-------- Records to use
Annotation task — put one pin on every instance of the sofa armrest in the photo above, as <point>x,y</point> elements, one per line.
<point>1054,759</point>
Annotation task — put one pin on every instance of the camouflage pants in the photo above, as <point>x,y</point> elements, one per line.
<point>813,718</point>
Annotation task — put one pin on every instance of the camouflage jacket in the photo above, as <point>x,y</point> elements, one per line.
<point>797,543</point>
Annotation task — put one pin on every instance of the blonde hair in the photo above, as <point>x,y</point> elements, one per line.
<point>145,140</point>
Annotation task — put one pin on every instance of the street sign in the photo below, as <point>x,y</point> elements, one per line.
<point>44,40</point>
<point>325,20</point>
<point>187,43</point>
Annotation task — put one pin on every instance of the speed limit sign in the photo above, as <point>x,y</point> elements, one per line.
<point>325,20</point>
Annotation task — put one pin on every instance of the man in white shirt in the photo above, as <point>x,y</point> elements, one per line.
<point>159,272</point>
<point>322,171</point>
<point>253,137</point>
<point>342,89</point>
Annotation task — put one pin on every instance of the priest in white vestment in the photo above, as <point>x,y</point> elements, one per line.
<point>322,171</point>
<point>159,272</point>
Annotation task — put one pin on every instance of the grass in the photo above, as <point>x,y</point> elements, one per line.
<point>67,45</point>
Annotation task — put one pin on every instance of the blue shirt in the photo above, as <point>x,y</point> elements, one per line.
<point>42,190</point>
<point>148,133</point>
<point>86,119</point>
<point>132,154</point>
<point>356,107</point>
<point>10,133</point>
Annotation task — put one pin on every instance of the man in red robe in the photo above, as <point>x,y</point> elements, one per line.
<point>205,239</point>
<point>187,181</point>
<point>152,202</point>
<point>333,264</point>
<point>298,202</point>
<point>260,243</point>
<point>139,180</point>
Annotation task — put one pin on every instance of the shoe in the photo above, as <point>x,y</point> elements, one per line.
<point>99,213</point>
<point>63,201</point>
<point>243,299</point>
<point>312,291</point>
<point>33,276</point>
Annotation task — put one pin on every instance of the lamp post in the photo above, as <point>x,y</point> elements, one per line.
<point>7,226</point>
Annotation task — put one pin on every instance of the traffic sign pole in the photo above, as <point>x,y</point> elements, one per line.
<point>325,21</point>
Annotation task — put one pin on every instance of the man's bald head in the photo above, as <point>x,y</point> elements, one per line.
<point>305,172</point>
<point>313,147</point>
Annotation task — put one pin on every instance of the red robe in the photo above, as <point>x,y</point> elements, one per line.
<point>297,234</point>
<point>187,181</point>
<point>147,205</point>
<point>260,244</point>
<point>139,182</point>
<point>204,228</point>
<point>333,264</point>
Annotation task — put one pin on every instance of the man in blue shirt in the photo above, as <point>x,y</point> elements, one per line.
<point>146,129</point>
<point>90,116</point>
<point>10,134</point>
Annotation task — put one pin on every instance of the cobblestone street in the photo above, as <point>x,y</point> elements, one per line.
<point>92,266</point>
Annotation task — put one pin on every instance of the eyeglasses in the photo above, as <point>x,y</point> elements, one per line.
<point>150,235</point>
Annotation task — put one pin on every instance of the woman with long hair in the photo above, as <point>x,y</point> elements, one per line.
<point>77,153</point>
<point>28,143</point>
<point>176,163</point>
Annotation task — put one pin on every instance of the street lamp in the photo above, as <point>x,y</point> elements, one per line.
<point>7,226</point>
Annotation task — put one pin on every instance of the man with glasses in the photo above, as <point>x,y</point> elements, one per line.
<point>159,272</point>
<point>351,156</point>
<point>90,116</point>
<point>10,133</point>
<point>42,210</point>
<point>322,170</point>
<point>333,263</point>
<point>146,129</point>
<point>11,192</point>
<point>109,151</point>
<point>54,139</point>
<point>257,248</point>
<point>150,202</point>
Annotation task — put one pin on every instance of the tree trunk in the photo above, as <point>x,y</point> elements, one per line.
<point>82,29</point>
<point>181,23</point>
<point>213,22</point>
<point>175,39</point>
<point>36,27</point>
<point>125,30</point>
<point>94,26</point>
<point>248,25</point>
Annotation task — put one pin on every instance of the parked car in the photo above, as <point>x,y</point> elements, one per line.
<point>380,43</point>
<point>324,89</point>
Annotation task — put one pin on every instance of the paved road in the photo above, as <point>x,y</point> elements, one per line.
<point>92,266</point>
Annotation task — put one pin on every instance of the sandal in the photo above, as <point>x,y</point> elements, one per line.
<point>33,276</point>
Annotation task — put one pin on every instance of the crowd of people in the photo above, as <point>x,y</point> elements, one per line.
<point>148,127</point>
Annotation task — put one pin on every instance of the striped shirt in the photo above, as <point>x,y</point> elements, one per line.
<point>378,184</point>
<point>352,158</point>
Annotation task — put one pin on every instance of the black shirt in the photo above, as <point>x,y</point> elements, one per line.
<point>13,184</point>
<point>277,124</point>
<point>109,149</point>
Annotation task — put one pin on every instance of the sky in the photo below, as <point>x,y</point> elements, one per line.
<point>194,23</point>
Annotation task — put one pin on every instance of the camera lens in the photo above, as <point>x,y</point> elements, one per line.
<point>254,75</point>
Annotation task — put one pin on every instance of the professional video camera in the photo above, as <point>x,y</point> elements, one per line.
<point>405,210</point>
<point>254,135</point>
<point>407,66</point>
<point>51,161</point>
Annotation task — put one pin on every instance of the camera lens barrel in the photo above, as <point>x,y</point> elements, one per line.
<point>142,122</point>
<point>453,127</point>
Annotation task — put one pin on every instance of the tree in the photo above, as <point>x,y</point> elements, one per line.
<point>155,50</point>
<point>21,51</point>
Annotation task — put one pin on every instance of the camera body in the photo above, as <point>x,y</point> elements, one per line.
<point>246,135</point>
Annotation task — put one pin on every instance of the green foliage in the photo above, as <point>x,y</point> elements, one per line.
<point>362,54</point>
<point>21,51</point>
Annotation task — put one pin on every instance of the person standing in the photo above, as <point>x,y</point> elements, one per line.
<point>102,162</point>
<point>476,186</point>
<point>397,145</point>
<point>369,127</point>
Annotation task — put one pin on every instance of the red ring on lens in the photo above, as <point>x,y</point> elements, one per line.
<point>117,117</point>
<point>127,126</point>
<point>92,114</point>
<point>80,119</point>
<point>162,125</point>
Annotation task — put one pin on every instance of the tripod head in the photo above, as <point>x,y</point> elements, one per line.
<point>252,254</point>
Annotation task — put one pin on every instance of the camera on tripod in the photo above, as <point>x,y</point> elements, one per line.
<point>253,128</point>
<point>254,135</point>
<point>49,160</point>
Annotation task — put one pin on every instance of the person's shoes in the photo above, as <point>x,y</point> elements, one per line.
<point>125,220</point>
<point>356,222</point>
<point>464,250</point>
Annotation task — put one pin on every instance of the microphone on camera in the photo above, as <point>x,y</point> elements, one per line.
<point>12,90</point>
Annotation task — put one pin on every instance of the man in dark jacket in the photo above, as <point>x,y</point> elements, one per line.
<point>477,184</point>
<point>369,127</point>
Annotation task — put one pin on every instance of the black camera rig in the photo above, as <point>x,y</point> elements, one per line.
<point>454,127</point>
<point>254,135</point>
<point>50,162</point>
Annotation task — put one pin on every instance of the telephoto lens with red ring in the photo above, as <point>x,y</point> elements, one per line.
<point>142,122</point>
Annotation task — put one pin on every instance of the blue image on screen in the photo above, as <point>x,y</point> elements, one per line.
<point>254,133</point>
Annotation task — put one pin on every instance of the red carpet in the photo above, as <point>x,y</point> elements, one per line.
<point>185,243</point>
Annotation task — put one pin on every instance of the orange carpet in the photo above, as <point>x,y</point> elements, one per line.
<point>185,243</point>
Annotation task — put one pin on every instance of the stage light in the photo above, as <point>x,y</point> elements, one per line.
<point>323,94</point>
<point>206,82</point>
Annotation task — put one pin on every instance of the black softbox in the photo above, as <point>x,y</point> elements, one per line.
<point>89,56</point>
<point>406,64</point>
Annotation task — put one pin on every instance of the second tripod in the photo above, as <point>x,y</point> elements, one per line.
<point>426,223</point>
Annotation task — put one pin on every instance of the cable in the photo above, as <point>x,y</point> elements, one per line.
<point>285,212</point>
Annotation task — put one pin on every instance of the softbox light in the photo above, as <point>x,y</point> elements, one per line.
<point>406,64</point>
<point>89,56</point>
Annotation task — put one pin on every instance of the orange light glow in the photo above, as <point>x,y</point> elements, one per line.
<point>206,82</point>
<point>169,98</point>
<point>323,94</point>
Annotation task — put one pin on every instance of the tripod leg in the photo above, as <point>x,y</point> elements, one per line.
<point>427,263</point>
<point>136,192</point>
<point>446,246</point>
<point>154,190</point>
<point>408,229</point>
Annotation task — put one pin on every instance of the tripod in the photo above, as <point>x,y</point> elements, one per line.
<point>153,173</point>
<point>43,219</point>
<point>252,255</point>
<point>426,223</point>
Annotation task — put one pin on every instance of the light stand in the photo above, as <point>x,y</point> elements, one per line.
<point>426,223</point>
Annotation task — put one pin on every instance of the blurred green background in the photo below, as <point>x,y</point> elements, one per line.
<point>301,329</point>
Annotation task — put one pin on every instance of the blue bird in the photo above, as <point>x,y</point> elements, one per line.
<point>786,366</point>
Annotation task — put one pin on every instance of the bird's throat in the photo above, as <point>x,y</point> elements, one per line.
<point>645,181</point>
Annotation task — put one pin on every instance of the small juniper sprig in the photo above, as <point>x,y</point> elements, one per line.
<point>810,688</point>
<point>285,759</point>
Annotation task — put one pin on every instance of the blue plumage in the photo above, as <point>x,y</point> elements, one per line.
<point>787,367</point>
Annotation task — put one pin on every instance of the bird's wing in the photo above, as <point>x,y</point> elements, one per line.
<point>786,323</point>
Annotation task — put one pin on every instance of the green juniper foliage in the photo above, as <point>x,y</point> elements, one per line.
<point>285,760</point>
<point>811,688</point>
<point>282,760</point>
----------------
_Stated task_.
Reproduce only the stretch of the listing above from the line containing "the tripod leg" through the line containing "<point>408,229</point>", with "pin" renamed to "marker" and everything else left unchanged.

_Response for this exercise_.
Annotation task — put one marker on every instance of the tripod leg in the photo above, as <point>x,y</point> elements, one per line.
<point>427,263</point>
<point>136,192</point>
<point>446,246</point>
<point>154,190</point>
<point>408,229</point>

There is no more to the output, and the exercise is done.